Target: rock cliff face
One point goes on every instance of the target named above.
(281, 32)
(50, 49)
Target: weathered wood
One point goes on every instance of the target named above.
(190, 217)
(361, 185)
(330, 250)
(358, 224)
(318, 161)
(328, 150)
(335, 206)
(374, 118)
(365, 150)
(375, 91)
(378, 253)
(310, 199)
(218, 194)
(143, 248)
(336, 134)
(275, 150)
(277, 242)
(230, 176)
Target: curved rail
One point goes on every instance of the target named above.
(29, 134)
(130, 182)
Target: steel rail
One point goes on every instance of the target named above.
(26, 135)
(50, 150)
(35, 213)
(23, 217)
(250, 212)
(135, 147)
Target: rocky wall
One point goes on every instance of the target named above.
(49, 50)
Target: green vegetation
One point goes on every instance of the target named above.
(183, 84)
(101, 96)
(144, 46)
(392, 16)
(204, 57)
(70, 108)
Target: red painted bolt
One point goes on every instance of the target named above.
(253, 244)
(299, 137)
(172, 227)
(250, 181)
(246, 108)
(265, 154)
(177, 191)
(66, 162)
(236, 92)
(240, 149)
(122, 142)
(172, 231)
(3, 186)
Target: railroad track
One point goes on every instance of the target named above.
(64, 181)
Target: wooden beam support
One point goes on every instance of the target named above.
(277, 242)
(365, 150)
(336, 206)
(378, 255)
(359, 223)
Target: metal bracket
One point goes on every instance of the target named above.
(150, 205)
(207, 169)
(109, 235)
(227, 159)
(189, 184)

◇ ◇ ◇ ◇

WHAT YOU WILL DO » The response should be every record above restated exactly.

WRITTEN SOLUTION »
Target: rock cliff face
One point goes on every instance of the target named above.
(281, 32)
(50, 49)
Target: weathered wood
One point goes on every instance of the target named above.
(190, 217)
(361, 185)
(330, 250)
(358, 224)
(318, 161)
(328, 150)
(335, 206)
(374, 118)
(365, 150)
(375, 91)
(378, 253)
(310, 199)
(218, 194)
(143, 248)
(336, 134)
(275, 150)
(277, 242)
(230, 176)
Target: curved rail
One point goes on every instance of the target named above.
(29, 134)
(130, 182)
Target: steel rail
One point goes on every instance of the target named above.
(26, 135)
(50, 150)
(35, 213)
(23, 217)
(250, 212)
(135, 147)
Target: rocky wall
One point goes on every instance of the target named above.
(49, 50)
Target: green vegetation
One point goes on every instance of the target named above.
(183, 84)
(101, 96)
(144, 46)
(392, 16)
(204, 57)
(70, 108)
Target: red painted bolt
One point goes on every instance of the target named above.
(253, 244)
(299, 137)
(172, 227)
(250, 181)
(246, 108)
(265, 154)
(177, 191)
(66, 162)
(236, 92)
(240, 149)
(122, 142)
(172, 231)
(3, 186)
Target: railroad track
One point goes on every instance of the target named above.
(64, 181)
Target: wooden beam support
One point goes on every instance of the target named above.
(277, 242)
(365, 150)
(336, 206)
(378, 255)
(359, 223)
Target: metal bracket
One point goes on every instance of the target named above.
(150, 205)
(207, 169)
(109, 235)
(227, 159)
(189, 184)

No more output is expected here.